What you will do:
Please output, verbatim, the lines of the records between the line containing "Could you spot the glowing" and the line containing "point(276, 147)", both included.
##### Data extract
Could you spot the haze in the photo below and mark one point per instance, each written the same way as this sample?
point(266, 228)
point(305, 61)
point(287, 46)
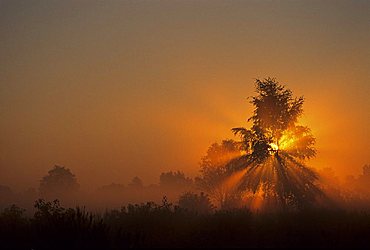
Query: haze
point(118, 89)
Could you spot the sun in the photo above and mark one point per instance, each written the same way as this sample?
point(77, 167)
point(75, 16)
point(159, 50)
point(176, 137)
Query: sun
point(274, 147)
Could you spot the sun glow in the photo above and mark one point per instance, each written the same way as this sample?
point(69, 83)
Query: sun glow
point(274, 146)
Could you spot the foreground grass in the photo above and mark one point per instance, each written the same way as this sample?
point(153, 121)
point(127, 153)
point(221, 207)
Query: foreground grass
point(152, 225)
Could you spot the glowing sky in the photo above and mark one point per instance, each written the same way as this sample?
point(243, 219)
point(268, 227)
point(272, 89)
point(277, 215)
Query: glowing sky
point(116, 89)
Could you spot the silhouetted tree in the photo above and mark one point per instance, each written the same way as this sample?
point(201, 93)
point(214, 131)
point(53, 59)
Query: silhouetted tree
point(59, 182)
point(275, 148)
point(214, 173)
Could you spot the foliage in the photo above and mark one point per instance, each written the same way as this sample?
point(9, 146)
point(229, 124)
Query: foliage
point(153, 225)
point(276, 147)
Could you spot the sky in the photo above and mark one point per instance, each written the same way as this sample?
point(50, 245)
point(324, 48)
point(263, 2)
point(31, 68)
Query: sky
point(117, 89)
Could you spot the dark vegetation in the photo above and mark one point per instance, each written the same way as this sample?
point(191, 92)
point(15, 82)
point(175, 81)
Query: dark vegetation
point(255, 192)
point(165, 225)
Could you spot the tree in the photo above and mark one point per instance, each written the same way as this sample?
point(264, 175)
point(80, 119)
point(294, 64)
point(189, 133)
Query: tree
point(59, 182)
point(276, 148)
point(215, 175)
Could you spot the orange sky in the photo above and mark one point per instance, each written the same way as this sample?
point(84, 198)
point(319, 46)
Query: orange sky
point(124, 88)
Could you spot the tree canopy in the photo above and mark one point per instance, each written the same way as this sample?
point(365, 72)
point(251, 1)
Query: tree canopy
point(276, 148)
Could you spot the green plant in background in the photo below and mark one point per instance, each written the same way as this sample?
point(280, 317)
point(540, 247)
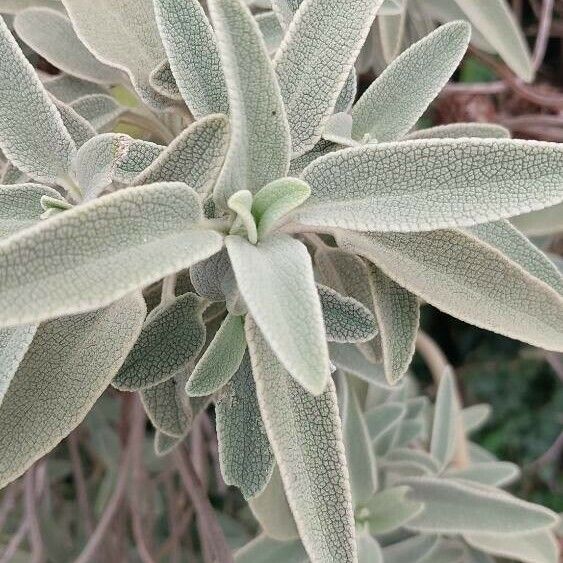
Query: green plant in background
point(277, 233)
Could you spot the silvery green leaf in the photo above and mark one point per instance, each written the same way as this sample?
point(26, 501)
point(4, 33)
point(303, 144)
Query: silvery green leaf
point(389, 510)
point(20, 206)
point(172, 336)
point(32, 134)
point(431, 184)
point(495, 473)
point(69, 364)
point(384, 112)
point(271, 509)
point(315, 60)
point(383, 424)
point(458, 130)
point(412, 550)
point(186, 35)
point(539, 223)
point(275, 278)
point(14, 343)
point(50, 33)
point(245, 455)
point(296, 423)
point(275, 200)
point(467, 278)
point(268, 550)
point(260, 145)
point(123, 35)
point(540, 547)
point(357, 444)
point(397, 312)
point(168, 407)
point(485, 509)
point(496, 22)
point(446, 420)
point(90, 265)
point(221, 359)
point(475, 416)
##########
##### Data extract
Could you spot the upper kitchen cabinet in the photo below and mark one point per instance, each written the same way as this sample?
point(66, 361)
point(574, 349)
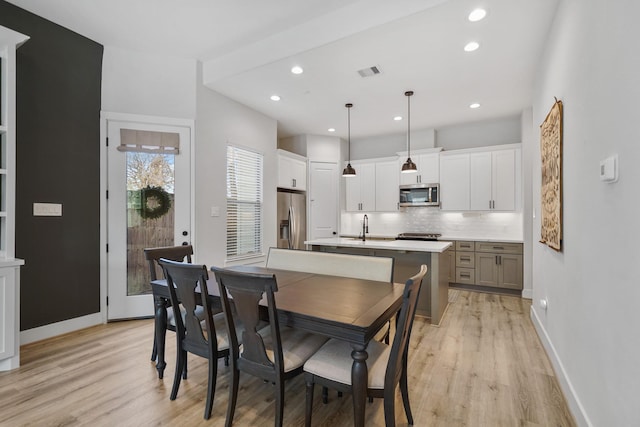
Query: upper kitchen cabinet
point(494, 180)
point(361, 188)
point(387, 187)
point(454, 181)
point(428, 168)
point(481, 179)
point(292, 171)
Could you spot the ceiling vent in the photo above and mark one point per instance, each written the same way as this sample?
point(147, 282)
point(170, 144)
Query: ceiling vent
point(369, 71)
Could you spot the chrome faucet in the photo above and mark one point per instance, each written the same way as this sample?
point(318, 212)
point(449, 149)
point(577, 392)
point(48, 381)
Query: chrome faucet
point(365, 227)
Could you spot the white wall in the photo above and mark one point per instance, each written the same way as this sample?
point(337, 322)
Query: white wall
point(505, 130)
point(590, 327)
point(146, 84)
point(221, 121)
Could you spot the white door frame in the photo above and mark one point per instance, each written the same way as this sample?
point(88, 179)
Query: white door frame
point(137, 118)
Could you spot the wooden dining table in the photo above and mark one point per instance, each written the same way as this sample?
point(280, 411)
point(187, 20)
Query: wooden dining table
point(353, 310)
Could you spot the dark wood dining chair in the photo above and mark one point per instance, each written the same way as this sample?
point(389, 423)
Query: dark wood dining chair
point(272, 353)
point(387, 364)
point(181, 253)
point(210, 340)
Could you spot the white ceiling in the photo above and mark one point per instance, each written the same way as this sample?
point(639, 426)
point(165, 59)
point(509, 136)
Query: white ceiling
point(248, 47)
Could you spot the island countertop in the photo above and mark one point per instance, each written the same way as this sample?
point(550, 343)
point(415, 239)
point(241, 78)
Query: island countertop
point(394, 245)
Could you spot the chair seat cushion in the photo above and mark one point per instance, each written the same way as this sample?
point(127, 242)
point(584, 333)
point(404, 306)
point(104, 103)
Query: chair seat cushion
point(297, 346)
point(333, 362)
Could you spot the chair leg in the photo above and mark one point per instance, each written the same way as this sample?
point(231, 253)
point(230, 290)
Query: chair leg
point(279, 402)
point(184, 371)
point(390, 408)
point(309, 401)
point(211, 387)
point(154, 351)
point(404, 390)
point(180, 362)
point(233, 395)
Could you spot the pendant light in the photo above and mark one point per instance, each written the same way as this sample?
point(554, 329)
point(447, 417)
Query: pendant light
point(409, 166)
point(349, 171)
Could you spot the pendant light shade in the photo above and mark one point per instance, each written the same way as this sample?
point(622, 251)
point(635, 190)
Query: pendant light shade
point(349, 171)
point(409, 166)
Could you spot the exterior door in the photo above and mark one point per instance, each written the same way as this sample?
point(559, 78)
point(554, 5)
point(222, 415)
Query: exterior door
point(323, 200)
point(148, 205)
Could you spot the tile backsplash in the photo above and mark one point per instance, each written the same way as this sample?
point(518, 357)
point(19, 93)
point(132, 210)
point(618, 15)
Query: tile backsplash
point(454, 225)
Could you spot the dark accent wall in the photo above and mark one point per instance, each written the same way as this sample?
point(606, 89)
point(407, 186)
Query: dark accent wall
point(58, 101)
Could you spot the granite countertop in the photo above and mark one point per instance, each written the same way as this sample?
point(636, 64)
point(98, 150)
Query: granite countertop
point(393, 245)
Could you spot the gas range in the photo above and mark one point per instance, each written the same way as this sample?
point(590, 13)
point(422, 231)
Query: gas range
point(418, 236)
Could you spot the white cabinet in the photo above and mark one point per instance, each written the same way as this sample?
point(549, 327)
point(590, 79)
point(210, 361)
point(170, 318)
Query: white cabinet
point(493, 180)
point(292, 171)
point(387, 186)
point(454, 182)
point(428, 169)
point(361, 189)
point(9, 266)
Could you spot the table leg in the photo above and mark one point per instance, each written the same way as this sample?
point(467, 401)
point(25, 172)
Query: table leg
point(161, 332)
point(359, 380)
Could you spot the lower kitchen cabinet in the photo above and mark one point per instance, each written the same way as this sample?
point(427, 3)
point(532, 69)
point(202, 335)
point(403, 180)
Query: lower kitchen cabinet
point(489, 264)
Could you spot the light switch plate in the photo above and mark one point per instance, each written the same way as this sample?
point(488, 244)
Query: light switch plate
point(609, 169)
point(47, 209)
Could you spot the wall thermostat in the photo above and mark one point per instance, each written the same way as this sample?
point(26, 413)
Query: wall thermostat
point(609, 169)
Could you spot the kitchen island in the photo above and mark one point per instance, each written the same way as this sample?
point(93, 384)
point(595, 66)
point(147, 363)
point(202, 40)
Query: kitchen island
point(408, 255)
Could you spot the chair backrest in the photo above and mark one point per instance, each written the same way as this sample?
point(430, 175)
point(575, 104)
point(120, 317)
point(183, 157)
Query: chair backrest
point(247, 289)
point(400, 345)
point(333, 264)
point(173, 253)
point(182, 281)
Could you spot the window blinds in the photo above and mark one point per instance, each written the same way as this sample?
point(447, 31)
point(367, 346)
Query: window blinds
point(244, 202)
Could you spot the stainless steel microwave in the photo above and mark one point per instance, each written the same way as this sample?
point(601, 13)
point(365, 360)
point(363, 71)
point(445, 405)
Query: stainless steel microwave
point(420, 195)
##########
##### Data extract
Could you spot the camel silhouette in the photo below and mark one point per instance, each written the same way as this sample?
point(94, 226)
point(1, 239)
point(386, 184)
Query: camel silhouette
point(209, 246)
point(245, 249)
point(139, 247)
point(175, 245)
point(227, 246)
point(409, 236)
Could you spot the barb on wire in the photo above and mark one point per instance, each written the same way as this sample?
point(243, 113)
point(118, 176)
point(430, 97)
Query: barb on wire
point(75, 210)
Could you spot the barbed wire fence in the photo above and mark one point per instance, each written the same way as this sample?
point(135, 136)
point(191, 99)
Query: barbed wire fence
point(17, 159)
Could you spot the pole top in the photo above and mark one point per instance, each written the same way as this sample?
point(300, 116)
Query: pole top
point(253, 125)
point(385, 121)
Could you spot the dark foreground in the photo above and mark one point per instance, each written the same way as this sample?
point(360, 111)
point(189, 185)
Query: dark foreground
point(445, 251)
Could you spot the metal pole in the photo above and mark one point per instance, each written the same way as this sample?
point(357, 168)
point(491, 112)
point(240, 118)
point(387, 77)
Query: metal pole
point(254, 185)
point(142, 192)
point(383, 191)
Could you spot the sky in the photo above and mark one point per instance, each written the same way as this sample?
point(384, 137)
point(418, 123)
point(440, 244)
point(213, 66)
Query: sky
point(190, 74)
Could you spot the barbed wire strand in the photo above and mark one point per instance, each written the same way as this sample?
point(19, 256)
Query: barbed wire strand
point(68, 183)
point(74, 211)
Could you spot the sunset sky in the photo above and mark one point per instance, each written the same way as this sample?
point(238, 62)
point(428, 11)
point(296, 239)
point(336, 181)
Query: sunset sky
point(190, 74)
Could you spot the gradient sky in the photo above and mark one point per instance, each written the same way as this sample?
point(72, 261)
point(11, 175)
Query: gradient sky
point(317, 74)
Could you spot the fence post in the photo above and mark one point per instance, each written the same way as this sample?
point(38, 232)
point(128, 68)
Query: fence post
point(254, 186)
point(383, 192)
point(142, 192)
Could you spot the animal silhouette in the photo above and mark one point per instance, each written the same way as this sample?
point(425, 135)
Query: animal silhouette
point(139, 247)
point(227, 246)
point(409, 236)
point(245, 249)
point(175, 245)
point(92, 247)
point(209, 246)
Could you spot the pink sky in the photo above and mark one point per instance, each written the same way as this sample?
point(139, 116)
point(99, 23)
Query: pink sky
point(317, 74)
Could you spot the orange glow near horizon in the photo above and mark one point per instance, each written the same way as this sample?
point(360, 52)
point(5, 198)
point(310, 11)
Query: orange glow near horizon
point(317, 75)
##########
Expected output:
Could you spot the glowing sky in the photo above and mark one point per instance, each written the same way as this sample?
point(243, 219)
point(268, 227)
point(272, 89)
point(277, 215)
Query: glowing sky
point(116, 89)
Could you spot the silhouetted tree in the photo above and mark one point per instance, each written the same way as this sample?
point(201, 93)
point(214, 131)
point(53, 59)
Query: silhouetted tree
point(59, 182)
point(275, 148)
point(214, 173)
Could you spot the foliage in the photo above and mark one point per instance, each written the same way as this sample?
point(9, 146)
point(229, 124)
Query: foliage
point(153, 225)
point(276, 147)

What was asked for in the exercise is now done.